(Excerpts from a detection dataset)
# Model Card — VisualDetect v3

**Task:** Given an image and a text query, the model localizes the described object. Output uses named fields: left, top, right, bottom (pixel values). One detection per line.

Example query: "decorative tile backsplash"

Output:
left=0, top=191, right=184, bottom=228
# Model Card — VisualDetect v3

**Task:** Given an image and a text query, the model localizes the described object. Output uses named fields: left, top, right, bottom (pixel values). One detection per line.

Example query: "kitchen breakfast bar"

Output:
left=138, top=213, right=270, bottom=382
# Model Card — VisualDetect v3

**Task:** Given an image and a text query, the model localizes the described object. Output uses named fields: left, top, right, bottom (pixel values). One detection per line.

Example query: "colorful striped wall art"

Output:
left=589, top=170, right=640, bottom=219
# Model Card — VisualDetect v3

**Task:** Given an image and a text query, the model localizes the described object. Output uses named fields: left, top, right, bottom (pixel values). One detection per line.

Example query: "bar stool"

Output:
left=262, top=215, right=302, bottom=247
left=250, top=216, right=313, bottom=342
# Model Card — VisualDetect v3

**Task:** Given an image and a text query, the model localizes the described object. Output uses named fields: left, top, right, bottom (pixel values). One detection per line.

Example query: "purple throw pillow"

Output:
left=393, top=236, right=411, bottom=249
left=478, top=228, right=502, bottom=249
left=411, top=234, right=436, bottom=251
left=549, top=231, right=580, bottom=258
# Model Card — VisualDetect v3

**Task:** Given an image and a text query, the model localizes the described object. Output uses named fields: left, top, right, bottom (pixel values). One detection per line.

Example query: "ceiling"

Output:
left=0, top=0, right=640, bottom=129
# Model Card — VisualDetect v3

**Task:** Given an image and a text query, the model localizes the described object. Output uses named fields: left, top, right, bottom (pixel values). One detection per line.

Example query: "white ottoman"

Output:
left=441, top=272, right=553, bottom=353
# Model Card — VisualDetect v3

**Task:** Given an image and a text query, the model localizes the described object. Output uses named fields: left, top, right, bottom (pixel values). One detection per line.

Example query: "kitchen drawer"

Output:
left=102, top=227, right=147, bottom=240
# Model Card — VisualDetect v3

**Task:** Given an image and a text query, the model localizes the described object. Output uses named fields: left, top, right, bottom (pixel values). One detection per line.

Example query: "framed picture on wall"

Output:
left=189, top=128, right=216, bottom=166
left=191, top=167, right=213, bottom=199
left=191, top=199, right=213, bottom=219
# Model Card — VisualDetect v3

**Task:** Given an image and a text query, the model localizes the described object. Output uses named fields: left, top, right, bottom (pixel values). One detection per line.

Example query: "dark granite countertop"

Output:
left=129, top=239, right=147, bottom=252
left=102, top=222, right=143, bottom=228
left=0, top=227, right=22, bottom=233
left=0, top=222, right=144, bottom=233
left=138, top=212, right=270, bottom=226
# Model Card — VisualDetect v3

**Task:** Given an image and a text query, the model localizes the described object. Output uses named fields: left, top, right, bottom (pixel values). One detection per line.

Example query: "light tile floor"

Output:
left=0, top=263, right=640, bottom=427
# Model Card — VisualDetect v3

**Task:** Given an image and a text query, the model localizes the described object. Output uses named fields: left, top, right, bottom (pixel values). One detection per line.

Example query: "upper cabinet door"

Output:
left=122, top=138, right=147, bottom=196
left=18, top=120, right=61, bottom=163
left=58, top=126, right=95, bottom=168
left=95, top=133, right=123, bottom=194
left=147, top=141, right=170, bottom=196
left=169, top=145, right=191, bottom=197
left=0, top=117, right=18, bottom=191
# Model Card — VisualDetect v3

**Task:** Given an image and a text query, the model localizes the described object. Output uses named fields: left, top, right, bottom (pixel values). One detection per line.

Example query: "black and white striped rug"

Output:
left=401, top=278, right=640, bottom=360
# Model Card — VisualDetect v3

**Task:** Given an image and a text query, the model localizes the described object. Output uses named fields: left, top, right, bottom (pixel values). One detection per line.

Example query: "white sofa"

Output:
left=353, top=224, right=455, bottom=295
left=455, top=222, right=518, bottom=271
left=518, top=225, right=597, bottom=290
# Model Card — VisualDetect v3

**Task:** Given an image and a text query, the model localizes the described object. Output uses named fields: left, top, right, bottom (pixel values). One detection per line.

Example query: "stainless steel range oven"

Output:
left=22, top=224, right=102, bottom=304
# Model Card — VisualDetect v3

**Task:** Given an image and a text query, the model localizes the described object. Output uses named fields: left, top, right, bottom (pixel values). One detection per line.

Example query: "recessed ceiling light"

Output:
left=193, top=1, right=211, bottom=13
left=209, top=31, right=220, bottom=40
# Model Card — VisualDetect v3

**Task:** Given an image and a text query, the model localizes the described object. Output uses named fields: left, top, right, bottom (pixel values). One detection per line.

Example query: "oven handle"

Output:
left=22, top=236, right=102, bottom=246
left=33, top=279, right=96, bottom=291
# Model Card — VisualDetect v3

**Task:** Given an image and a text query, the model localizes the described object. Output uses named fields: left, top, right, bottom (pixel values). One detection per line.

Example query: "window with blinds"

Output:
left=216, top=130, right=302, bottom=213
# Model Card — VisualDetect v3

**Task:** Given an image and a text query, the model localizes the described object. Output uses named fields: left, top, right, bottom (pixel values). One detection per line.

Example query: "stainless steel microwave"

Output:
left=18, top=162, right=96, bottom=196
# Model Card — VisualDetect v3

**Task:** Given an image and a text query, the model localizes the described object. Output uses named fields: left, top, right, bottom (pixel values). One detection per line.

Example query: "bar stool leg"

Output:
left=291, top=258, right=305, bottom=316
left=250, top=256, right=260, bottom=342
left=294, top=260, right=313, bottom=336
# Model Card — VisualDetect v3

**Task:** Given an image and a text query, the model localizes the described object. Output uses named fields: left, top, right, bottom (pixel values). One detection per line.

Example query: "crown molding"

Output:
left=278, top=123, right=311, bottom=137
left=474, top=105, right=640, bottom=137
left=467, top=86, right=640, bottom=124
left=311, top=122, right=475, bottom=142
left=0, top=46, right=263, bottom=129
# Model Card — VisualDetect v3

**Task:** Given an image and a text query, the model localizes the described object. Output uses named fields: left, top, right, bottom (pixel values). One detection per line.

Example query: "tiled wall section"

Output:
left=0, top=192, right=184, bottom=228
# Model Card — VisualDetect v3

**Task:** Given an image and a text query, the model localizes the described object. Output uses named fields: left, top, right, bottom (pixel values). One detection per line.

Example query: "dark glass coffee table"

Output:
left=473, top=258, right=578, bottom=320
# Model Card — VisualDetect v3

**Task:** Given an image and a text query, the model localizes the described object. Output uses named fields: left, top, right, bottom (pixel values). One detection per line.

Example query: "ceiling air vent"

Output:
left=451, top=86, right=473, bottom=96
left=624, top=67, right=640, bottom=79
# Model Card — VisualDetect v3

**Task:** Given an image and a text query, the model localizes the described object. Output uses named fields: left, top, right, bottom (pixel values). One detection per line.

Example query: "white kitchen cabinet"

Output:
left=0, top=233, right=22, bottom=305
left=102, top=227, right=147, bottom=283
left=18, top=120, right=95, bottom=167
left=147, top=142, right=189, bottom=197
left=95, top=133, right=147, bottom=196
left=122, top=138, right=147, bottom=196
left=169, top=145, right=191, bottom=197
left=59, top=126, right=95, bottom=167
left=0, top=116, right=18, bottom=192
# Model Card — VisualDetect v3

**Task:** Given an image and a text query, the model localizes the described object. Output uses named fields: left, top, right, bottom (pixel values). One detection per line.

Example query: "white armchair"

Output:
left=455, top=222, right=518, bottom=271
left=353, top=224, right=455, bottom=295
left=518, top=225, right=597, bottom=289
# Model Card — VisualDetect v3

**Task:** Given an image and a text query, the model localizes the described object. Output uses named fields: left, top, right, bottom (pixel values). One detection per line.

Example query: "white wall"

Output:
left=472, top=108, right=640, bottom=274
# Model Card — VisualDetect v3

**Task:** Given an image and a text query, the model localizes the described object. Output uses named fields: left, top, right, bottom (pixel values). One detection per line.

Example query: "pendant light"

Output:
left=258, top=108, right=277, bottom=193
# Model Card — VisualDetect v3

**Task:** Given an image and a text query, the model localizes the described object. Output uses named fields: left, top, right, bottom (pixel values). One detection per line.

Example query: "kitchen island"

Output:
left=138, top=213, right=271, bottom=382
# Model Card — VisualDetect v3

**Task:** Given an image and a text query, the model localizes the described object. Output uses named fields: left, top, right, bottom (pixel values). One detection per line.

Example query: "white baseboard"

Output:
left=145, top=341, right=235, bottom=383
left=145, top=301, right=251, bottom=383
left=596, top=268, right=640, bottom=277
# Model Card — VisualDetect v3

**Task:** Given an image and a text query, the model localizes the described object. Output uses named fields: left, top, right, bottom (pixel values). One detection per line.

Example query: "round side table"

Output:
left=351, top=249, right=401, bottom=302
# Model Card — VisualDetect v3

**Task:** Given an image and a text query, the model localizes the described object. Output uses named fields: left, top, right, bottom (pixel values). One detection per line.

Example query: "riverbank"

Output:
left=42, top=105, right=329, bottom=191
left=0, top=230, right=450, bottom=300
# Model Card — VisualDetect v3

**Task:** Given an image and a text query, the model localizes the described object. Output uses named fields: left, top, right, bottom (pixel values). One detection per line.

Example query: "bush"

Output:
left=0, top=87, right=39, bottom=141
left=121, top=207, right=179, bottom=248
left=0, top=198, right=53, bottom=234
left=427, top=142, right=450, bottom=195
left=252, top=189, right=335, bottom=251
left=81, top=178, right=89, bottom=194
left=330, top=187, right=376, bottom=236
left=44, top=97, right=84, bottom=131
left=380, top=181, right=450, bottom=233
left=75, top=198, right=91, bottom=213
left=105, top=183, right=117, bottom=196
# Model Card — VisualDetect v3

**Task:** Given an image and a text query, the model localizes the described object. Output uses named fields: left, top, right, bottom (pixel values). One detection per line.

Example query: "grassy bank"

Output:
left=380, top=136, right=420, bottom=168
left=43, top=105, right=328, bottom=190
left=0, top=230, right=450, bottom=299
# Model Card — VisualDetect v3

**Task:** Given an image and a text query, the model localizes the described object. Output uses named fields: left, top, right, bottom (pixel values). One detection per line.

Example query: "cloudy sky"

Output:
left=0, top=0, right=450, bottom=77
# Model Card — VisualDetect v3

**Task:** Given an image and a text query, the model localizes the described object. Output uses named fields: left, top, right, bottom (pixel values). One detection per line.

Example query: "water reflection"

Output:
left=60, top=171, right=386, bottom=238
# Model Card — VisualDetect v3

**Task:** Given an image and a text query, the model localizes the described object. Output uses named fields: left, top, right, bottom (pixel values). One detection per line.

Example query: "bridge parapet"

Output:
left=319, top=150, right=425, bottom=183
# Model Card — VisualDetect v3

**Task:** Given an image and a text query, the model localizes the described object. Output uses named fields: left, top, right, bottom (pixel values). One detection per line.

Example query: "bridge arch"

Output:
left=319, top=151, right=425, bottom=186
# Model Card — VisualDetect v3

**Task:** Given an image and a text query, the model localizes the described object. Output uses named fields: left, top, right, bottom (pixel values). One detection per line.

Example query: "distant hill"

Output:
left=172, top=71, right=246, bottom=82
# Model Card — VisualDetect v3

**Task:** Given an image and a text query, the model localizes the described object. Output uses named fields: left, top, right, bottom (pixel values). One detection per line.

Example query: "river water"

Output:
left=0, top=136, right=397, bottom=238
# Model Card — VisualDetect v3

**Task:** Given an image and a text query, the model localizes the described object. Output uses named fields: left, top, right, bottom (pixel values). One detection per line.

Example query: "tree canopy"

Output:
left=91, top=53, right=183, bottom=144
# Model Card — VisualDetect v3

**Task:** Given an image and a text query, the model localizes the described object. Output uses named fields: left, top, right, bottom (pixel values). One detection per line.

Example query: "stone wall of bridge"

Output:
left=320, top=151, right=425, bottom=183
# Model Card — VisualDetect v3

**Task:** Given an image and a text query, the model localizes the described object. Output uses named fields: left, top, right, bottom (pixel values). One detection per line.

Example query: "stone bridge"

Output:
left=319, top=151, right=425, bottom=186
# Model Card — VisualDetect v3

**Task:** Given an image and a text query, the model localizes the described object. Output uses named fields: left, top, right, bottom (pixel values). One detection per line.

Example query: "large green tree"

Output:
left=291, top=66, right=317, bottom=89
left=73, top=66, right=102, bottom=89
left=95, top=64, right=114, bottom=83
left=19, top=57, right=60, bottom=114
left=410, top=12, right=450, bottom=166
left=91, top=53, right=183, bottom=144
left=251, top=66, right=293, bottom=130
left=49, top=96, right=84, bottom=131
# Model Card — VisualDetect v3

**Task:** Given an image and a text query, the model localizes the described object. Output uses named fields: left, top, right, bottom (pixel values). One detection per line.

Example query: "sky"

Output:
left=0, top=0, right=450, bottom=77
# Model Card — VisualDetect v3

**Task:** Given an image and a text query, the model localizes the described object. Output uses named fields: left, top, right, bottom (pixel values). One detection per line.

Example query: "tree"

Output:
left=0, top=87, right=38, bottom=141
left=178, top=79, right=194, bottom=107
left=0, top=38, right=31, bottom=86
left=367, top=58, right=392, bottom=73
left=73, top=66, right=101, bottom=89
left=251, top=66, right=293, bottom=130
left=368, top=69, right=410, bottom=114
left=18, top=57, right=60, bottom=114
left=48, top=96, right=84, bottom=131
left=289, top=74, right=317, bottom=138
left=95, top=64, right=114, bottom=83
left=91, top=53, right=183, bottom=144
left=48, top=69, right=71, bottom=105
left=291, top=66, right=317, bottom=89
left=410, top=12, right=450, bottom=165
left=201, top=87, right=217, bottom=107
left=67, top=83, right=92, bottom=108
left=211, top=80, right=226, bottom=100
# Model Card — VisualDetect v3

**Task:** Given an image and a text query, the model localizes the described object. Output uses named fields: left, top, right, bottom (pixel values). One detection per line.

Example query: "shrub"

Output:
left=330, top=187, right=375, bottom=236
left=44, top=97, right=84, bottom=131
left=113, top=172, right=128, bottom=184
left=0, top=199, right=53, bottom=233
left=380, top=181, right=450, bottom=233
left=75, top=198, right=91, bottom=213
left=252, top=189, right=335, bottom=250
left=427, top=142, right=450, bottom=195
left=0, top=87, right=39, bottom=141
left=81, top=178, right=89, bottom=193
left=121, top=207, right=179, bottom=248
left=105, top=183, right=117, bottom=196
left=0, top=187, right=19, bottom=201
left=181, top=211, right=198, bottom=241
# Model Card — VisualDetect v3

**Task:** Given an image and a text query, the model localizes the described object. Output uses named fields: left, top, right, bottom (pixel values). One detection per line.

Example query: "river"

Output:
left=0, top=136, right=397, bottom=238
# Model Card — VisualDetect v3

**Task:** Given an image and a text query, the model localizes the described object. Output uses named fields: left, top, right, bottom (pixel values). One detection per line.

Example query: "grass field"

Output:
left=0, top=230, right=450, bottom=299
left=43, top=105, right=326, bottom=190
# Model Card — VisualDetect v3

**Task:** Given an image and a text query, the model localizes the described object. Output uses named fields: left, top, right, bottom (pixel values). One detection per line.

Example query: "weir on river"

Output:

§ SET PROBLEM
Copy the items exactly, from the very first line up to and including the line with "left=0, top=191, right=184, bottom=228".

§ ANSWER TO THE EXERCISE
# Model Card — VisualDetect v3

**Task:** Given an image and a text query, the model localizes the described object. Output uses named fields: left, top, right, bottom (pixel values). One detection per line.

Example query: "decorative tile backsplash"

Output:
left=0, top=191, right=184, bottom=228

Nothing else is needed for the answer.